WHAT THIS TASK INVOLVES :: Set down each line of the data below exactly.

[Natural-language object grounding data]
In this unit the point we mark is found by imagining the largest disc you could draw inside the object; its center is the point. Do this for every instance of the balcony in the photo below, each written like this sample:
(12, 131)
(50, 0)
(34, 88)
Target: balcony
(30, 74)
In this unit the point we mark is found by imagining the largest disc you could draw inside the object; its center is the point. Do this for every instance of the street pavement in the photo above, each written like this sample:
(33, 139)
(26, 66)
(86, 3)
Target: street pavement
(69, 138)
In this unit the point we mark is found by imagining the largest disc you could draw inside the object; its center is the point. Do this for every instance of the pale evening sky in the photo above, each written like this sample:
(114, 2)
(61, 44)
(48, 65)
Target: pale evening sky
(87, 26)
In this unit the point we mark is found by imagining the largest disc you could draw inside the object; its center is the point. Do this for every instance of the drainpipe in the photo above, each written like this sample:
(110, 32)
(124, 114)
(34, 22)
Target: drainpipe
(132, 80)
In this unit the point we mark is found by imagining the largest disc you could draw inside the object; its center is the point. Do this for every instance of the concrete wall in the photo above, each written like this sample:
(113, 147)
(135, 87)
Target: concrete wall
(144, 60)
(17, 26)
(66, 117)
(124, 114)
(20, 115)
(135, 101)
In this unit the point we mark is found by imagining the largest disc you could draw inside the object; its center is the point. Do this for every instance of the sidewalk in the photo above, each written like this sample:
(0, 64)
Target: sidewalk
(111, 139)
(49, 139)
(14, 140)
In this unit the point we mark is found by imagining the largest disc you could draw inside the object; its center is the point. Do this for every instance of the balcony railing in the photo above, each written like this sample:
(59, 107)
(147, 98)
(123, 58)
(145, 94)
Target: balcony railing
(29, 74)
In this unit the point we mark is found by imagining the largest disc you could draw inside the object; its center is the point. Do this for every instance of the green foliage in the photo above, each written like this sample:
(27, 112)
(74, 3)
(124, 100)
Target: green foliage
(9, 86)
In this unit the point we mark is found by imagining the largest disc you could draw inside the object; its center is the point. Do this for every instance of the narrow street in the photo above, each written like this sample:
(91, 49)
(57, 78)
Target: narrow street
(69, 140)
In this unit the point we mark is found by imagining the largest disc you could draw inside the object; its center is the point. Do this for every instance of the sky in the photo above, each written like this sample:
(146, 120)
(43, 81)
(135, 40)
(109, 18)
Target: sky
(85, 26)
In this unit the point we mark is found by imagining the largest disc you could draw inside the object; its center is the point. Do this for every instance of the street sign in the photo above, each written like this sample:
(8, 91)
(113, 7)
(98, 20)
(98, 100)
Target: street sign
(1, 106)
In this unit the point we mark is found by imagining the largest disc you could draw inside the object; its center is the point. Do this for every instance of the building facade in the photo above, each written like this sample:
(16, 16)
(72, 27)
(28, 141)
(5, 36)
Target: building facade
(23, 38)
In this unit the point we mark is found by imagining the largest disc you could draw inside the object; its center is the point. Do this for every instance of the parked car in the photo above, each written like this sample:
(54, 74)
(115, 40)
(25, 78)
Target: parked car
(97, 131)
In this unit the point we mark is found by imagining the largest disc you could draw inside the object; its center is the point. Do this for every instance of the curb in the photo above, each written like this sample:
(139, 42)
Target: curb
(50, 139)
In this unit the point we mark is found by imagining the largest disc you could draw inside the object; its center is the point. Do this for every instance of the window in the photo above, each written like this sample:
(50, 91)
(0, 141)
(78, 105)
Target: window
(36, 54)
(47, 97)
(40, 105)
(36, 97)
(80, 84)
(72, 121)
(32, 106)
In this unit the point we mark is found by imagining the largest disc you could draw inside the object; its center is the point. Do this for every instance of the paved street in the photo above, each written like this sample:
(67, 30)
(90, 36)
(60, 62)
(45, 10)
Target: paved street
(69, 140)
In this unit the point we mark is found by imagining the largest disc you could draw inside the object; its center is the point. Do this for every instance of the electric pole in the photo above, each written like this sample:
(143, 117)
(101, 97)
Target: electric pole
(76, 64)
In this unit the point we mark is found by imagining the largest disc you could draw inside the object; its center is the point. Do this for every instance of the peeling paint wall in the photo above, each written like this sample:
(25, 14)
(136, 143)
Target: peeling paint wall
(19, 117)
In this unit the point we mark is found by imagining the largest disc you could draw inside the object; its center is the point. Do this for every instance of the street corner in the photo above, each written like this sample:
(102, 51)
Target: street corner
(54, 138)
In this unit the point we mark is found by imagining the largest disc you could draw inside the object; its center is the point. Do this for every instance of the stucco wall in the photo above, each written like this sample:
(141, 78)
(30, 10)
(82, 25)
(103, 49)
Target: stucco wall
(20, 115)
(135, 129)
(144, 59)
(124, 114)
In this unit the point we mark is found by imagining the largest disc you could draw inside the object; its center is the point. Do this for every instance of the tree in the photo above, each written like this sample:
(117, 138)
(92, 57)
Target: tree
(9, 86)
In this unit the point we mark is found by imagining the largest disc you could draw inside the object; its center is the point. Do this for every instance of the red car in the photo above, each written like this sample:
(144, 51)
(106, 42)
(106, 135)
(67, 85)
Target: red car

RESPONSE AREA ::
In this unit the point we mark is found by imagining the largest disc you could draw inside the object; its center is the point. Do this for every instance of the balcony in the photo below, each written like this sample:
(12, 131)
(50, 0)
(34, 88)
Target: balcony
(30, 74)
In this unit the point we mark is found by imagining the largest disc you could draw inside the object; its center is the point. Do this for every instance of the street pavement in the photo above, each written like this sample:
(33, 139)
(26, 66)
(86, 3)
Target: street pavement
(69, 138)
In this unit the point we mark is found by imagining the largest disc you could draw inside the object; its center is the point. Do this for every instance of the pale evening sky in the photo above, each written like this sample:
(114, 2)
(61, 44)
(48, 65)
Target: pale evening sky
(87, 26)
In this unit the point we mark is found by imagining the largest disc you could draw inside the object; its center is the point. Do this for every instance of the drainpipe in the photo above, each written like this sample:
(110, 32)
(124, 114)
(34, 22)
Target: drainpipe
(132, 80)
In this unit the point we mark is found by imagining the largest disc you could draw inside the object; its center is the point. Do this for every instance of the concrete wall in the photo above, each written like this sample:
(113, 147)
(135, 87)
Target: concrete wall
(144, 60)
(17, 26)
(66, 117)
(124, 114)
(20, 115)
(135, 101)
In this unit the point we mark is found by imagining the largest disc you could draw inside the object; its center is the point. Do this for every instance of the sidewalk in the photo above, each written like this sample:
(0, 64)
Target: sidewalk
(111, 139)
(49, 139)
(14, 140)
In this unit the point we mark is found by imagining the largest disc you could draw inside the object; its center is the point. Do this for every instance of the balcony railing in the photo above, each written like this sample:
(59, 107)
(147, 98)
(123, 58)
(145, 94)
Target: balcony railing
(29, 74)
In this unit the point we mark is found by imagining the largest disc you could draw inside the object; its center is the point. Do this for every instance of the green foliage in the photo above, each written like this sample:
(27, 112)
(74, 3)
(124, 100)
Target: green foliage
(9, 86)
In this unit the point we mark is found by imagining the largest disc you could draw inside the object; its center is the point. Do this for every instance of the narrow street in the photo above, each written like this sample:
(91, 49)
(57, 78)
Target: narrow street
(69, 140)
In this unit the point we mark is found by imagining the largest disc you could draw inside the object; its center is the point. Do this for every instance of the sky in the photo above, each written like this sample:
(146, 120)
(43, 81)
(135, 40)
(109, 18)
Target: sky
(85, 26)
In this unit the point we mark is found by imagining the largest disc you could draw inside the object; its center is the point. Do this for every instance of the street sign in the photo above, each written like this sample:
(8, 91)
(113, 7)
(98, 20)
(98, 100)
Target: street sign
(1, 106)
In this unit the point we mark is found by imagining the largest disc you could draw inside the object; its center is the point. Do this for every instance of the building facade in the photo above, each written like this sample:
(16, 16)
(72, 27)
(28, 141)
(5, 36)
Target: building facade
(23, 38)
In this unit the point we mark is found by imagining the largest disc you could draw inside the object; its center is the point. Do this for every instance of the parked car in the photo above, each written like this sample:
(54, 74)
(115, 40)
(25, 78)
Target: parked car
(97, 131)
In this unit the point we mark is found by imagining the largest disc you could draw inside the object; its center is the point. Do this for every instance of the curb in the photo above, each written like this sample:
(139, 42)
Target: curb
(50, 139)
In this unit the point we mark is found by imagining the largest disc you could draw inside the object; its center is the point. Do this for every instance of the window in the photo above, each written like this sample:
(50, 91)
(0, 141)
(78, 105)
Target: window
(36, 54)
(47, 97)
(40, 105)
(36, 97)
(80, 84)
(72, 121)
(32, 106)
In this unit the point we mark is found by imagining the largest disc you could draw inside the object; its center is the point. Do this for every instance of the paved street in the photo above, each written like this sample:
(67, 30)
(90, 36)
(60, 62)
(45, 10)
Target: paved street
(69, 140)
In this unit the point we mark is found by imagining the largest disc you could draw inside the object; its center is the point. Do this for every instance of the electric pole in the photo above, each written like this sample:
(143, 117)
(101, 97)
Target: electric pole
(76, 64)
In this unit the point we mark is found by imagining the largest disc you could draw inside the object; its center is the point. Do this for every instance of the peeling paint wall in the photo above, each written like this sample:
(25, 14)
(136, 143)
Target: peeling paint wall
(19, 117)
In this unit the point we mark is found by imagining the largest disc you could draw inside the object; its center is the point. Do this for every instance of the street corner in the photo above, each written like this sample:
(102, 51)
Target: street corner
(54, 138)
In this unit the point we mark is found by imagining the largest disc you could draw inside the object; its center is the point. Do this for every instance of the stucco wall in the photo above, each written like this sample:
(141, 78)
(30, 10)
(82, 25)
(103, 49)
Target: stucco wall
(20, 115)
(135, 129)
(144, 59)
(124, 114)
In this unit the point we mark is found by imagining the largest disc you could draw inside the object; its center is the point. Do this for every instance of the tree in the photo above, each written like this sample:
(117, 138)
(92, 57)
Target: tree
(9, 86)
In this unit the point we mark is found by imagining the largest disc you could draw inside the object; its center is the point. Do this for every instance of the red car in the photo above, each written like this sample:
(144, 51)
(106, 42)
(106, 135)
(67, 85)
Target: red car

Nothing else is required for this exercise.